-- Start of Listing --

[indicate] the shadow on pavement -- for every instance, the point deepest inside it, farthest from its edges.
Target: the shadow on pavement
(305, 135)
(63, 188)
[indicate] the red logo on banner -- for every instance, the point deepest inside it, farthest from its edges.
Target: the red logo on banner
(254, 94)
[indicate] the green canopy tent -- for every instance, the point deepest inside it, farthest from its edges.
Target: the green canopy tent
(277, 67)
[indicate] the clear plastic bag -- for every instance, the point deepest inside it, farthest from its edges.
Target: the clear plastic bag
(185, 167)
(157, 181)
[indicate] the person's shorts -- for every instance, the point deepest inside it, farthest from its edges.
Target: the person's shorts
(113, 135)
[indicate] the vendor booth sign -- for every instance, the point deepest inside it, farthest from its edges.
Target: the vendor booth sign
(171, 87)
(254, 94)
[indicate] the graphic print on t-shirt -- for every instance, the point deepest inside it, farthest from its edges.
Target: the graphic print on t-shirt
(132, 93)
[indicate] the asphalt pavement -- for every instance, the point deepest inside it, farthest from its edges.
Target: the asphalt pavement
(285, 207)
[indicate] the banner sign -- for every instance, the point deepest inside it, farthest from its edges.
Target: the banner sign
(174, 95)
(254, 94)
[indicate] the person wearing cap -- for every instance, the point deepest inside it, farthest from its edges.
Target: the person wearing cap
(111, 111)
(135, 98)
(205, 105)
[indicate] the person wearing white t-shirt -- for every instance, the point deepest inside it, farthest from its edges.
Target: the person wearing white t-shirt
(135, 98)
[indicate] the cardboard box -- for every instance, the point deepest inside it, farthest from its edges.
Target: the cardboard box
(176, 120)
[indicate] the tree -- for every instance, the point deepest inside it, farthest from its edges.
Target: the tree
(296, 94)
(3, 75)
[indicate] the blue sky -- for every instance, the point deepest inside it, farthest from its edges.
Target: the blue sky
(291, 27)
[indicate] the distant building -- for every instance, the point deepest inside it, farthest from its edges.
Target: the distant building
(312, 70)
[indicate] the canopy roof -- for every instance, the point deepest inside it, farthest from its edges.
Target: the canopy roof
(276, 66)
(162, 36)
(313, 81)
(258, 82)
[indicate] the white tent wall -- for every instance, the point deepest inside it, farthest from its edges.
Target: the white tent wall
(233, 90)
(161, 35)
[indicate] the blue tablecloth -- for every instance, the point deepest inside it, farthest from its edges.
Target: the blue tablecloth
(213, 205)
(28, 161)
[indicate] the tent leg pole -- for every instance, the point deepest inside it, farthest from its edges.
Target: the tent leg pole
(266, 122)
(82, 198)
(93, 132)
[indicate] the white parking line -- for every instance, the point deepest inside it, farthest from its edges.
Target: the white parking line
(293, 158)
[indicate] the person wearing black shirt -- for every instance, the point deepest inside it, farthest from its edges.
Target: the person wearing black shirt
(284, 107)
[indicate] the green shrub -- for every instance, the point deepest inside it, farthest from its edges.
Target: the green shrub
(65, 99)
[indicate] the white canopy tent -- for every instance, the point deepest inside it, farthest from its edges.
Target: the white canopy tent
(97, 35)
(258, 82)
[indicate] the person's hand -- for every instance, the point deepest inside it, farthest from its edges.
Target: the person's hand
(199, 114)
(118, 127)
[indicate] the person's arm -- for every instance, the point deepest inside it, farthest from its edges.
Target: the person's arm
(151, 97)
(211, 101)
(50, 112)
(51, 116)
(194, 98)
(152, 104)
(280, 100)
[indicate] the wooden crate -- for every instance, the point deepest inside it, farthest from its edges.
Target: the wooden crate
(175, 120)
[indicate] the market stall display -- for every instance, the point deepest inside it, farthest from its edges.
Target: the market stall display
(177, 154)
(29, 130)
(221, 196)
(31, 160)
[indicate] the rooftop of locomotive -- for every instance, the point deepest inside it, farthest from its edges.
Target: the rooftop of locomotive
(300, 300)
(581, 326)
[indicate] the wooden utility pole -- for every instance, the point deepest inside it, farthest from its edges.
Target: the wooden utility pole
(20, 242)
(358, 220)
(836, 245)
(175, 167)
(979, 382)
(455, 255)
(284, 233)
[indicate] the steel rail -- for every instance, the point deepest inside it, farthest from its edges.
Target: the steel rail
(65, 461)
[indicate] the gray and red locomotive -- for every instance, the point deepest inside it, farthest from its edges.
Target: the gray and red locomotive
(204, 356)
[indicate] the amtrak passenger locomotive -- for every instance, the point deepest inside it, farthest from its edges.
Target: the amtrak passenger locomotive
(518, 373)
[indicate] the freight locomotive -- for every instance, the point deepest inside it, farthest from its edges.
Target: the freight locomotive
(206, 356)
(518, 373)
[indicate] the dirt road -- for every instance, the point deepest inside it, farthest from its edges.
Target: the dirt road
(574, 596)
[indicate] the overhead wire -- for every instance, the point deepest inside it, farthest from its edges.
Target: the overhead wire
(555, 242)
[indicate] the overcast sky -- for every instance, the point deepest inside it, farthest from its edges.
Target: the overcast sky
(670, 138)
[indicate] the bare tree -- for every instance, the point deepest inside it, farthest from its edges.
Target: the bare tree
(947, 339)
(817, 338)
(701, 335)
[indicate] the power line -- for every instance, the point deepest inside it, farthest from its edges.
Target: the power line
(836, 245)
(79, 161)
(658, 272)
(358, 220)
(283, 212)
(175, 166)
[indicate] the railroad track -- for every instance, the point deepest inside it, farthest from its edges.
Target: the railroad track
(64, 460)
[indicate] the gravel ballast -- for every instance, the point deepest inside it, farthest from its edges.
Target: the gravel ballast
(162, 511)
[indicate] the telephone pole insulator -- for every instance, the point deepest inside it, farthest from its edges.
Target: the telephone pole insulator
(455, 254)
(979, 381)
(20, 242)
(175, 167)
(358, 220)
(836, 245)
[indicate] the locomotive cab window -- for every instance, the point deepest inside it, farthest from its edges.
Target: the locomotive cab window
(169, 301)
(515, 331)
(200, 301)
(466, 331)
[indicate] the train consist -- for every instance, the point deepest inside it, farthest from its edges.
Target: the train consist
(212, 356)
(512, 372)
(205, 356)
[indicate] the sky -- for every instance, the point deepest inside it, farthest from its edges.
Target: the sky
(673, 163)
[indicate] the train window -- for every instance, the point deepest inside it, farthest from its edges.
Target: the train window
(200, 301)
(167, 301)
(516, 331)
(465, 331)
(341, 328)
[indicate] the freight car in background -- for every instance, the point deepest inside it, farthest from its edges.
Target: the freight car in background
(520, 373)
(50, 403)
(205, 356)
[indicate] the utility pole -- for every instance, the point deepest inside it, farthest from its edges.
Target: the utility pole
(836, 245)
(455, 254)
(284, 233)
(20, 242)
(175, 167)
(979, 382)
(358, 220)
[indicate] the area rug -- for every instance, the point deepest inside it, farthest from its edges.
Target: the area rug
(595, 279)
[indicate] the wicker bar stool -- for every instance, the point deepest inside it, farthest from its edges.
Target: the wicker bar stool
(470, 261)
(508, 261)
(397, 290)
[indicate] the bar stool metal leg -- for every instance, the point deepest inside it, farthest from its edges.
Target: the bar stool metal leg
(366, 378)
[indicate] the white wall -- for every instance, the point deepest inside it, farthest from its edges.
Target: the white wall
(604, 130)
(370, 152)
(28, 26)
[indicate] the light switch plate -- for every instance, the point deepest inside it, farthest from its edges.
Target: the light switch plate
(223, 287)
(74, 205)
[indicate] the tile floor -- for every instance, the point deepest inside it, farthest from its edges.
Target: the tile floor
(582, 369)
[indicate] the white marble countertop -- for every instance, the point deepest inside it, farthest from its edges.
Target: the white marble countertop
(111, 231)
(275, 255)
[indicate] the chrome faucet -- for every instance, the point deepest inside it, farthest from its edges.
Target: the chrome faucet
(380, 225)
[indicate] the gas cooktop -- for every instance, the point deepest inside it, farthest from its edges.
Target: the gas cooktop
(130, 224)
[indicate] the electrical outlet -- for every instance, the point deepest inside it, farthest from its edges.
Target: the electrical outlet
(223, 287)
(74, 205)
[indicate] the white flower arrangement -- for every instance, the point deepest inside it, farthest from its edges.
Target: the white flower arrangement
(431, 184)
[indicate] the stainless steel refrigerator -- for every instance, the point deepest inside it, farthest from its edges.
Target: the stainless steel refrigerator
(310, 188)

-- End of Listing --

> Brief: Return, word for word, each line from the line that contains "[indicate] the gas" to the end of the listing above; include both end lines and nothing else.

> Task solution:
[indicate] the gas cooktop -- for every instance, the point deepest inside it, farthest from its edges.
Target: the gas cooktop
(130, 224)
[indicate] the electrical outlet -- for every instance, the point deepest inside it, farthest from its edges.
Target: the electrical outlet
(223, 287)
(74, 205)
[indicate] the white flower arrangement -- for every instance, the point deepest inside it, farthest from its edges.
Target: the white flower arrangement
(431, 184)
[indicate] the stainless steel refrigerator -- for every instance, the point deepest inside it, farthest from its edges.
Target: the stainless steel refrigerator
(310, 188)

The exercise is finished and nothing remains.